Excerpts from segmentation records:
-*-

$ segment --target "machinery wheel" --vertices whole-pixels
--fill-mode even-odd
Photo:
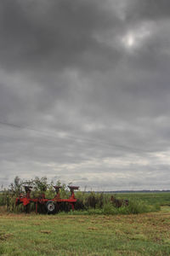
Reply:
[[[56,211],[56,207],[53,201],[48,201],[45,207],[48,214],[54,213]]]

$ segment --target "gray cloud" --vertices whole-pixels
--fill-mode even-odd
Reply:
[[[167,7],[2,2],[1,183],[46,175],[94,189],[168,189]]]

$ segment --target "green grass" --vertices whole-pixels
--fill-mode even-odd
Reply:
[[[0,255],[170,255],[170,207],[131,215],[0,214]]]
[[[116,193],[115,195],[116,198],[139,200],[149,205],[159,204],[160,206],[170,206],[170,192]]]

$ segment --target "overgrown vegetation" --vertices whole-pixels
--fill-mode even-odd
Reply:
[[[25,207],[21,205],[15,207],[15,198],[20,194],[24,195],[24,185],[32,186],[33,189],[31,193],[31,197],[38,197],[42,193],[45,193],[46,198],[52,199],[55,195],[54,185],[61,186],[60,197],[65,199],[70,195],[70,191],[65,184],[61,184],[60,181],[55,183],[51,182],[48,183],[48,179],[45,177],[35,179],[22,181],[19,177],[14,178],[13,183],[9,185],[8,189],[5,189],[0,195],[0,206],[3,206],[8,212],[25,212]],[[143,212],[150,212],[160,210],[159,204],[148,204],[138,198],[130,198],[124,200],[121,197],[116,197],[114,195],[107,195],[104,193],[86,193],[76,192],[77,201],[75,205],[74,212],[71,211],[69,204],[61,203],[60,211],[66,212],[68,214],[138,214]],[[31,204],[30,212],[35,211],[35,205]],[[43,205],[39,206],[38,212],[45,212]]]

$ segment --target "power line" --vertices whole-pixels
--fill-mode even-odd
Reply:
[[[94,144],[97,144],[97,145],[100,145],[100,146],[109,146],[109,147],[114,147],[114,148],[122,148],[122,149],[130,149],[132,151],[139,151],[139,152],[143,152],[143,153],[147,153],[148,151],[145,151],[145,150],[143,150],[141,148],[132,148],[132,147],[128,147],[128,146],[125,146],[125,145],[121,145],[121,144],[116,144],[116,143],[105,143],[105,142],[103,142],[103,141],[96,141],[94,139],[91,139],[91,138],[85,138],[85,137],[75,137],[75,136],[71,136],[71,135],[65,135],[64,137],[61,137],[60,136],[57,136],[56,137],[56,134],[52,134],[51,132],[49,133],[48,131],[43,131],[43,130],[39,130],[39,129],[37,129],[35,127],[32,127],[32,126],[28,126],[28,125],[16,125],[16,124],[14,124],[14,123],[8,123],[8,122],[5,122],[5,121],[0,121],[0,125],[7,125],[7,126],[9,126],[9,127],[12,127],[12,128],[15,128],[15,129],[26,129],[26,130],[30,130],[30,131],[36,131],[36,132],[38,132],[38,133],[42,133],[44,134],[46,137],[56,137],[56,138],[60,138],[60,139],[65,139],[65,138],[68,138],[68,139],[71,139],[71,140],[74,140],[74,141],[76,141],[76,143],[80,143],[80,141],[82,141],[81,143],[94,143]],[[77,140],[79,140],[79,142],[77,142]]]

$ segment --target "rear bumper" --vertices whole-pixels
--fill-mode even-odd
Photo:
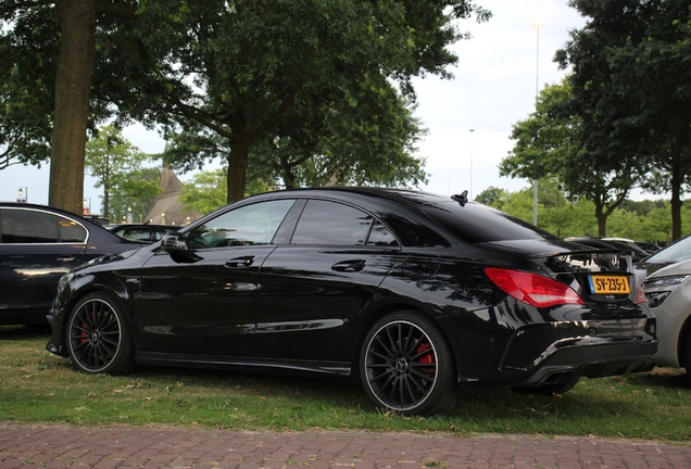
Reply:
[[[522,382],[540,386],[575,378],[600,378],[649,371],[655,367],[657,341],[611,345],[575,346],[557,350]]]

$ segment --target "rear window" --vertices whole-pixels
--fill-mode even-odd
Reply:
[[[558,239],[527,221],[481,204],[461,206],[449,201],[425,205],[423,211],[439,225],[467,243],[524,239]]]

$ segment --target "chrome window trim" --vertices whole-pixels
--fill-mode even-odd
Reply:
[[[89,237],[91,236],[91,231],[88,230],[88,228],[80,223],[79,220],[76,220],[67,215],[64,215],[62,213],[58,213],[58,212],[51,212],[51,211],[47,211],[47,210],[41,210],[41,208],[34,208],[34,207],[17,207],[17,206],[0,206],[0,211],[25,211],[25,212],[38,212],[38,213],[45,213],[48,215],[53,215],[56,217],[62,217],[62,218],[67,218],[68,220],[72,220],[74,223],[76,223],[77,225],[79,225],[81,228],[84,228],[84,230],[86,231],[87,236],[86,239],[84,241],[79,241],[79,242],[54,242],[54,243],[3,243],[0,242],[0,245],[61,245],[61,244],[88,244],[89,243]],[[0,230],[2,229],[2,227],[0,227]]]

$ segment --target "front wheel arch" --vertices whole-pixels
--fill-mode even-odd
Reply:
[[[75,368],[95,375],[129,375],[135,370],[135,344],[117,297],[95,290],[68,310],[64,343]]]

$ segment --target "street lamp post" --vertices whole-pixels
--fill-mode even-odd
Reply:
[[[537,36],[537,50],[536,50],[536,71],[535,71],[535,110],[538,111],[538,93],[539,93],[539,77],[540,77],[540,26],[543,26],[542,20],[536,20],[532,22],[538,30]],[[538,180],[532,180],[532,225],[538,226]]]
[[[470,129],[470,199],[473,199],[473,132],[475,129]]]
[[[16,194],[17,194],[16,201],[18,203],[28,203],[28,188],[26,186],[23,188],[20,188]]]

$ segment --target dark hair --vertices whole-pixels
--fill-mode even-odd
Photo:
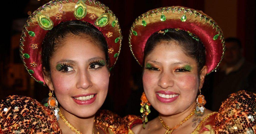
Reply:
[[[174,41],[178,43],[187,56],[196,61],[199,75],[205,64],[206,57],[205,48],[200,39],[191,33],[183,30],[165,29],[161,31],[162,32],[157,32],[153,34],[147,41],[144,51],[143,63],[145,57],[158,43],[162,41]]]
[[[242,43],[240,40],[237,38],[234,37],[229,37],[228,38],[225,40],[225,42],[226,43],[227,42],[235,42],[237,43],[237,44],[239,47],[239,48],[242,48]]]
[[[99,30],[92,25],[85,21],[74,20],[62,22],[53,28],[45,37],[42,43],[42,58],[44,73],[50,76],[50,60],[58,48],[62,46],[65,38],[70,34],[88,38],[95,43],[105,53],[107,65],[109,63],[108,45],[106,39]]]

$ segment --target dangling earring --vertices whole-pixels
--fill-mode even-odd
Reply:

-*-

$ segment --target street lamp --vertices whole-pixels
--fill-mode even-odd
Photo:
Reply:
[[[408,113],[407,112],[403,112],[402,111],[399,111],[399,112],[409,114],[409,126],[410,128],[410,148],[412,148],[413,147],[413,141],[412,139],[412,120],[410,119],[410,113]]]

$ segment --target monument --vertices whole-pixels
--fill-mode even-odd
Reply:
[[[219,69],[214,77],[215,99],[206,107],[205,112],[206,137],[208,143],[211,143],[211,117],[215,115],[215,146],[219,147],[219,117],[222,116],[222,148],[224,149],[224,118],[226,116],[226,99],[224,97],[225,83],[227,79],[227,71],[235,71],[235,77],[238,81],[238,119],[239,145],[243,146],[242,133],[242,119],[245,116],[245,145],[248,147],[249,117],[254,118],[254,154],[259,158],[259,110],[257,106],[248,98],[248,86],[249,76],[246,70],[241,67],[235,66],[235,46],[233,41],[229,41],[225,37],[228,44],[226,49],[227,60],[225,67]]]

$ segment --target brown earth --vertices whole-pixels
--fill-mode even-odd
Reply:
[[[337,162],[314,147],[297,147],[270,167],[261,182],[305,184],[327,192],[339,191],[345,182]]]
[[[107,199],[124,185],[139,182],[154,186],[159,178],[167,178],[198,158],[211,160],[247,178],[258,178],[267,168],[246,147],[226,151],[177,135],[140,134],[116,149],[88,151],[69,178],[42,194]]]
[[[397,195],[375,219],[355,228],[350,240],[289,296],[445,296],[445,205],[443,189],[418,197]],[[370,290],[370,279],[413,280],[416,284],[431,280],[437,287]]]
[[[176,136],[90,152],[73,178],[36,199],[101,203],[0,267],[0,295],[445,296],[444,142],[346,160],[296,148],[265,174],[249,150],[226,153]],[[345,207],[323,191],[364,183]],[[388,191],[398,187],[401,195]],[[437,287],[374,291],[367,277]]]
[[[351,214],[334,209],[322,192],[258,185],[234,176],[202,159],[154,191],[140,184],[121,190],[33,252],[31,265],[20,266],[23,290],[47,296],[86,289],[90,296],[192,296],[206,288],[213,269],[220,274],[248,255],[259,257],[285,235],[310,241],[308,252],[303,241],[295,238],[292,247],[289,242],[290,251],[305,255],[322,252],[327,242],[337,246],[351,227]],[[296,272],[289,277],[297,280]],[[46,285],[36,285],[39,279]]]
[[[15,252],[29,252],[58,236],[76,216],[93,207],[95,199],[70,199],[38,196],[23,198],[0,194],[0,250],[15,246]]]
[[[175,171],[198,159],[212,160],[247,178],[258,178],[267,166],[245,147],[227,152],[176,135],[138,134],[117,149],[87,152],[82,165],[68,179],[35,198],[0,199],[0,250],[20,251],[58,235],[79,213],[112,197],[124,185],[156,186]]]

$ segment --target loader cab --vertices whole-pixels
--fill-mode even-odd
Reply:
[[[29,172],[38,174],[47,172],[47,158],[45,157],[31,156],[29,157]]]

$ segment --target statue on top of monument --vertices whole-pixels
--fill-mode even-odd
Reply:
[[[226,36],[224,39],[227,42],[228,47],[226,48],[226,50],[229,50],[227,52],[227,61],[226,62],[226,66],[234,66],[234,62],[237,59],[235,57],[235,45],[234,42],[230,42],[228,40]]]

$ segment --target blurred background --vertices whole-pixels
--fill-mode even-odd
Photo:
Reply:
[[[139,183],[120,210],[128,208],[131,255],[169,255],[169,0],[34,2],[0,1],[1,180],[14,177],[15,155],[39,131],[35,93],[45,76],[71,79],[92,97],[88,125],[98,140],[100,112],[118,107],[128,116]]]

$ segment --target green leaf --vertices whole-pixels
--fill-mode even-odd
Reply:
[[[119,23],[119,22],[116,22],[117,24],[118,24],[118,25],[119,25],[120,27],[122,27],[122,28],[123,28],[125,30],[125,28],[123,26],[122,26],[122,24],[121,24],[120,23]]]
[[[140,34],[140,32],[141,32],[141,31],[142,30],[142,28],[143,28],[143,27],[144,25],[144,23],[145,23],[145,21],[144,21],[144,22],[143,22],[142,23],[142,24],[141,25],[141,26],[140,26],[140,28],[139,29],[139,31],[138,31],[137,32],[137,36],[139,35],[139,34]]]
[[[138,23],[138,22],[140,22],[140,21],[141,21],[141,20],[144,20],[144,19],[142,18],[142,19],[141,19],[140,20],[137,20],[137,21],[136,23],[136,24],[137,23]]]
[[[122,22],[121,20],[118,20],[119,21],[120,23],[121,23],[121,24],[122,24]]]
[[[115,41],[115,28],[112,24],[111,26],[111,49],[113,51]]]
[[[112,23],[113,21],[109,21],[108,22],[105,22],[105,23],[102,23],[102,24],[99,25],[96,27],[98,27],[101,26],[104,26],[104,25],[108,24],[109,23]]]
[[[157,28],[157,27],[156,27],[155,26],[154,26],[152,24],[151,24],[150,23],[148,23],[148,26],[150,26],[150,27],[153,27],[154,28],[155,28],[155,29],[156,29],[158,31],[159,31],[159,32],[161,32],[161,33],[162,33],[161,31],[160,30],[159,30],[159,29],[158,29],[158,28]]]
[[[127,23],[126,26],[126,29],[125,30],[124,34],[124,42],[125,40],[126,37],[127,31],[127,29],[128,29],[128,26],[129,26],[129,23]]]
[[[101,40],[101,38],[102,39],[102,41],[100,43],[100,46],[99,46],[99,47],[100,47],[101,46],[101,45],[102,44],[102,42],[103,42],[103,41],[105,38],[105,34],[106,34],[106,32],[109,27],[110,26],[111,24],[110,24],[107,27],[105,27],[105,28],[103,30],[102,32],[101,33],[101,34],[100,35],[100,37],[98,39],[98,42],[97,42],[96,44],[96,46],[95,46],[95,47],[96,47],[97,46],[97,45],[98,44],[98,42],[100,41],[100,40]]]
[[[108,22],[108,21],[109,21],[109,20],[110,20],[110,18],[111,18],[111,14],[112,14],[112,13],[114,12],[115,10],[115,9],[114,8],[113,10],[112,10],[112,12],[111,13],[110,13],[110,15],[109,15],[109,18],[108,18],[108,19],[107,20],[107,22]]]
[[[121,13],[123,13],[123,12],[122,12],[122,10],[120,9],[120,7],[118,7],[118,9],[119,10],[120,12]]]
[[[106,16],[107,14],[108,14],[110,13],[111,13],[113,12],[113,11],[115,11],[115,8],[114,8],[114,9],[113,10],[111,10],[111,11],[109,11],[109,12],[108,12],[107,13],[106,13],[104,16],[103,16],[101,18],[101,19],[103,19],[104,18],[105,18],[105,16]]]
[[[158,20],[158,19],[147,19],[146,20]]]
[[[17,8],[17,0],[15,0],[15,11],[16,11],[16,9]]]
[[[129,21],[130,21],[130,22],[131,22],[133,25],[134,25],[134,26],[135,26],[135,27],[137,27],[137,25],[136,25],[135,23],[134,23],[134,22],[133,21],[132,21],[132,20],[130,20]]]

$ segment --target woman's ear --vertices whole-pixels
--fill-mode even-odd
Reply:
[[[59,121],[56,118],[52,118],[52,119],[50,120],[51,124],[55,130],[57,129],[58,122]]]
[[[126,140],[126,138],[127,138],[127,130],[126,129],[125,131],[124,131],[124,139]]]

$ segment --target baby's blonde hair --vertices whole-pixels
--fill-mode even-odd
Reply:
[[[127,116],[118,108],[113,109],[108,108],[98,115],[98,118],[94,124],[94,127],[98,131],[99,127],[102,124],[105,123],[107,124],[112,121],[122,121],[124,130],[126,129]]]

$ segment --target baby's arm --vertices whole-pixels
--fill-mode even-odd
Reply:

-*-

= The task =
Show each line in the rows above that contains the word "rear", copied in full.

= Answer to this task =
$ segment --target "rear bumper" --vertices whole-pixels
$ segment --target "rear window" --vertices whole-pixels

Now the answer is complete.